Work to complete »
Exactly as written, reproduce the lines from the one that contains "Put one point on every instance of the gold" through the end of the records.

┌─ Data to examine

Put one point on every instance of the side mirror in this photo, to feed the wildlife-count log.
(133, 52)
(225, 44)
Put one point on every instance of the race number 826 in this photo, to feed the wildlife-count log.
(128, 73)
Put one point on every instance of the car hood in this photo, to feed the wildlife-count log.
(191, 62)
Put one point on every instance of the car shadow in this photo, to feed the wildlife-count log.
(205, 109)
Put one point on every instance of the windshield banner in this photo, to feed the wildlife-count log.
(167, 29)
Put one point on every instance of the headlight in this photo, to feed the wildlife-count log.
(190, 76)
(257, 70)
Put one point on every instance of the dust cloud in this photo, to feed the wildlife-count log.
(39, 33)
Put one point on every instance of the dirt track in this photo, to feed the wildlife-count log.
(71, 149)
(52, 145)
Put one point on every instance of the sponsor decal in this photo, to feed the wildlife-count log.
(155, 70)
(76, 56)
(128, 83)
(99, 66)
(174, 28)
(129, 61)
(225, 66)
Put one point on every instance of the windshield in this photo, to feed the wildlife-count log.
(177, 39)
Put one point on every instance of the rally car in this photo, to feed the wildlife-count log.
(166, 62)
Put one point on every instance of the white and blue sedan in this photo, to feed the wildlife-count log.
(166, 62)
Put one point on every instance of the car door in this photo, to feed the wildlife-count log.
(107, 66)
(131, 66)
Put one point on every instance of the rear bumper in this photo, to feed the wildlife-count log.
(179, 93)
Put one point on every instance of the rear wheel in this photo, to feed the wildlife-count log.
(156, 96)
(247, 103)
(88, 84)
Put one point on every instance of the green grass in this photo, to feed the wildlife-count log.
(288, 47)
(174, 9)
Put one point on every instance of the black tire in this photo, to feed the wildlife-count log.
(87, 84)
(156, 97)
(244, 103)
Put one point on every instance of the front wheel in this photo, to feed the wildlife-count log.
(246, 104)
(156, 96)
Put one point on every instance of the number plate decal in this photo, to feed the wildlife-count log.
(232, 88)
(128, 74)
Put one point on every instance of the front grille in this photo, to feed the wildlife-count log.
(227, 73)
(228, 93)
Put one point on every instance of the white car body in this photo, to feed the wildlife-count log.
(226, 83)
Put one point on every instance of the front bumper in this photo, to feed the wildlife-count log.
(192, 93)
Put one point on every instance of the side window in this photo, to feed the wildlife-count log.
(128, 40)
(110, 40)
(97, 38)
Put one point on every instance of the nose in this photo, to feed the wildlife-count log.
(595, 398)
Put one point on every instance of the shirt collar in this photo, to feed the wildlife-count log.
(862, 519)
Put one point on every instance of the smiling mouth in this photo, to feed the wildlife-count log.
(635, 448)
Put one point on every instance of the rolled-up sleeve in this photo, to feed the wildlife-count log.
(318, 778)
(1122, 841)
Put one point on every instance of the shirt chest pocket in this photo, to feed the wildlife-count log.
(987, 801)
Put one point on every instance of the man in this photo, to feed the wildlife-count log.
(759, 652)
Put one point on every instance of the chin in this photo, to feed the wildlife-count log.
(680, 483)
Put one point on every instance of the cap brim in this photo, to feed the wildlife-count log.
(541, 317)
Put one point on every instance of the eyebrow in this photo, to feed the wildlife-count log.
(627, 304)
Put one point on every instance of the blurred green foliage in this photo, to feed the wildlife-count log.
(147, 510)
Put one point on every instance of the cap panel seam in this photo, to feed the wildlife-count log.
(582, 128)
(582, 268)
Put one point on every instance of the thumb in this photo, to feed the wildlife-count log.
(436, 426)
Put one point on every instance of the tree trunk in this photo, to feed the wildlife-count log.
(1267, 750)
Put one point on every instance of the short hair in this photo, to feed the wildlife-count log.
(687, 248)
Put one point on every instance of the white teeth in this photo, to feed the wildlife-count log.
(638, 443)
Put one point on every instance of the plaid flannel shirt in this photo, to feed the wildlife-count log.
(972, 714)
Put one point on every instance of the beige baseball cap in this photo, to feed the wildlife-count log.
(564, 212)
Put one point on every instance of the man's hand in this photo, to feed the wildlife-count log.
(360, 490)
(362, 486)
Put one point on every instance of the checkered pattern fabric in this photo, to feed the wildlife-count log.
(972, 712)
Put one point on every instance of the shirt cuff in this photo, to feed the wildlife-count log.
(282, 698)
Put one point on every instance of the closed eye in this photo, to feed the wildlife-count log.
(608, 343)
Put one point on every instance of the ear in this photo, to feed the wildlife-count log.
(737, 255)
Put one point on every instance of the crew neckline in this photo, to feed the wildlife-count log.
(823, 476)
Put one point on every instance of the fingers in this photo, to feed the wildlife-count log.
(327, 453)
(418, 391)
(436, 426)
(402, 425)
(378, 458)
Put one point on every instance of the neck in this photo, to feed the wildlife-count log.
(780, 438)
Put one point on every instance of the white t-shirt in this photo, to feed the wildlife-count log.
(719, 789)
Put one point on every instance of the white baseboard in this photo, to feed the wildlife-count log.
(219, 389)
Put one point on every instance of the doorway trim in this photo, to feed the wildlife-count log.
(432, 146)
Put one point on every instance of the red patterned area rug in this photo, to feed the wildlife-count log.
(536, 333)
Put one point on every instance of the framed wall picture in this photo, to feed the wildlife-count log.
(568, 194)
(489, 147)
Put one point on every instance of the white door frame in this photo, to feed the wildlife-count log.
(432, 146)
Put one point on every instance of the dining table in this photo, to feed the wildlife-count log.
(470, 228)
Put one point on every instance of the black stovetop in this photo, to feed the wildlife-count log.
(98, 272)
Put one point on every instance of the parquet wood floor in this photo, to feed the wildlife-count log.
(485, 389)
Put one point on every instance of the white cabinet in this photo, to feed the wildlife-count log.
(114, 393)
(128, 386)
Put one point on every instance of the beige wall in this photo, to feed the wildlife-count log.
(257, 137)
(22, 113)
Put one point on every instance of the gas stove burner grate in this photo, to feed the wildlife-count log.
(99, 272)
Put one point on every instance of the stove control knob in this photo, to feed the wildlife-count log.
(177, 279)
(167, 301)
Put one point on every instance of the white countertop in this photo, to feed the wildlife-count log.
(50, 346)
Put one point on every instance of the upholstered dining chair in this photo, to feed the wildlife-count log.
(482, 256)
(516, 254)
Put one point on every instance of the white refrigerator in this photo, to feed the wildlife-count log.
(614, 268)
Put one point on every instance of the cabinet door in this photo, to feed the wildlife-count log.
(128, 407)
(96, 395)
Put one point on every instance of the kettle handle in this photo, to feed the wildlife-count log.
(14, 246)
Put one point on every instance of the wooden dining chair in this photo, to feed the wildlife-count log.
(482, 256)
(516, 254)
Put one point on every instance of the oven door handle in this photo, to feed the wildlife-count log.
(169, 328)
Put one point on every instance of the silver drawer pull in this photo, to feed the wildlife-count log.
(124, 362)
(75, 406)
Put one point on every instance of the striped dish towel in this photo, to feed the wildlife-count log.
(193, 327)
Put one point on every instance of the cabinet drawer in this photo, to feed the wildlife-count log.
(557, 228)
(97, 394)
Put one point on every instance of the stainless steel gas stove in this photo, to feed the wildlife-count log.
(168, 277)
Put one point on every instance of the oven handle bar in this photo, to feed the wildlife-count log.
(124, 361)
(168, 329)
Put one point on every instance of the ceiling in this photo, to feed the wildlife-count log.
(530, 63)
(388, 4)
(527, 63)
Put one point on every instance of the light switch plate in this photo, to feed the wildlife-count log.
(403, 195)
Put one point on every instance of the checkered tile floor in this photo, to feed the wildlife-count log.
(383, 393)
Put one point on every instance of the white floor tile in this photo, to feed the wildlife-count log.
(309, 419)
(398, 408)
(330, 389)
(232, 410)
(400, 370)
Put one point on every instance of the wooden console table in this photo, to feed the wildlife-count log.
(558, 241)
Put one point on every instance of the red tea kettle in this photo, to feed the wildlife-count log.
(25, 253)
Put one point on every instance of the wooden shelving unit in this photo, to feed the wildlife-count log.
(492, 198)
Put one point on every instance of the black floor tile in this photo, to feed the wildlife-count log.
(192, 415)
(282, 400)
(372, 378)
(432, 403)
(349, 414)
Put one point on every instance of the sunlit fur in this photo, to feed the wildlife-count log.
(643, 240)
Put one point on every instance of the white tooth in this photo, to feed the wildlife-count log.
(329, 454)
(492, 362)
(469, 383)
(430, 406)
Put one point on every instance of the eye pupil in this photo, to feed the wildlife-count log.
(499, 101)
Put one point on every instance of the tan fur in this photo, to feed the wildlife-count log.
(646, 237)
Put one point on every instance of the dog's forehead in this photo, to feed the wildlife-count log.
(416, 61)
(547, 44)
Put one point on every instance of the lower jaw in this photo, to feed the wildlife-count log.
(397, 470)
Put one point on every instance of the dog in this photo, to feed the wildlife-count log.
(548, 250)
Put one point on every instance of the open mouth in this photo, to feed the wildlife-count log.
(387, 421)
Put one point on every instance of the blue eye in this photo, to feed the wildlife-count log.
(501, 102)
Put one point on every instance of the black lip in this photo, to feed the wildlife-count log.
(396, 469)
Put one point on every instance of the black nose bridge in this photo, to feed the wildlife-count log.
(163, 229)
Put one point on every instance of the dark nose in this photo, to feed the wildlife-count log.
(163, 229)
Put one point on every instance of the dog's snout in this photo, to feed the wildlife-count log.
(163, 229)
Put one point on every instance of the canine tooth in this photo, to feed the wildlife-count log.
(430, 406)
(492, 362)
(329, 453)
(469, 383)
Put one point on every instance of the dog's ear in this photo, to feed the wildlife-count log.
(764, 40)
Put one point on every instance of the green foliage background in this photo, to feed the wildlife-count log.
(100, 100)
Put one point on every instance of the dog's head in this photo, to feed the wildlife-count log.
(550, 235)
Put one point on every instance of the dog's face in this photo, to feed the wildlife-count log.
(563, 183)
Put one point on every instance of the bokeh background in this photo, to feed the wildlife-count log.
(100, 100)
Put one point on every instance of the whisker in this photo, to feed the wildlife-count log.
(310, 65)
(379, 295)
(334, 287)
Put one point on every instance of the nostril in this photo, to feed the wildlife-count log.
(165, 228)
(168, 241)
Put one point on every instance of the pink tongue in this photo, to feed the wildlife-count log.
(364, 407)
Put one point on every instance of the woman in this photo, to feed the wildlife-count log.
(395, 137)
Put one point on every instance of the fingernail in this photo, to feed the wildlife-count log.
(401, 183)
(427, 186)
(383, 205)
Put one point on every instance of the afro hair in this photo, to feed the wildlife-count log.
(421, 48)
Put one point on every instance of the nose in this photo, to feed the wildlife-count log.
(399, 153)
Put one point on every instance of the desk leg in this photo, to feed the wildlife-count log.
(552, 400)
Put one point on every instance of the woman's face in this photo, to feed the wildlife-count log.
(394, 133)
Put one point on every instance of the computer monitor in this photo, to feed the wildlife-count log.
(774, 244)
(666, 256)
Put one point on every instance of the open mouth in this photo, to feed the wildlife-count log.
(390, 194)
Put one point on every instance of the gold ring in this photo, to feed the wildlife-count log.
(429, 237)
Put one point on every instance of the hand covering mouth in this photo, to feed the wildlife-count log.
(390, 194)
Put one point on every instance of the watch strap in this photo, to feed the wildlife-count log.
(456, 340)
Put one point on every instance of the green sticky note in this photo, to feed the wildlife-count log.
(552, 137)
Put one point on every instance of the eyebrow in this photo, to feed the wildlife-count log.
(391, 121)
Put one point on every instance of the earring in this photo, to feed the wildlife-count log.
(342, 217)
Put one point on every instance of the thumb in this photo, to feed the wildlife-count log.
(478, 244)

└─

Finished exercise »
Put one point on every instance of the gold ring in this photo, to feed the wildlife-count log.
(429, 237)
Put one point on every instance of the hand covering mouth in this photo, to feed the wildlife-count log.
(390, 194)
Put one point on every instance of the watch strap in this photo, to feed the wildlife-count log.
(456, 340)
Put one point on every instance of the green sticky note in this photo, to feed the wildlife-count log.
(552, 137)
Put one point on every instance of the eyebrow in this photo, to feed the wildlife-count log.
(391, 121)
Put one point on every instance of the earring in this photo, to feed the wildlife-count log.
(342, 217)
Put one point on every instance of the thumb in this photo, to feed the wildlife-count log.
(478, 244)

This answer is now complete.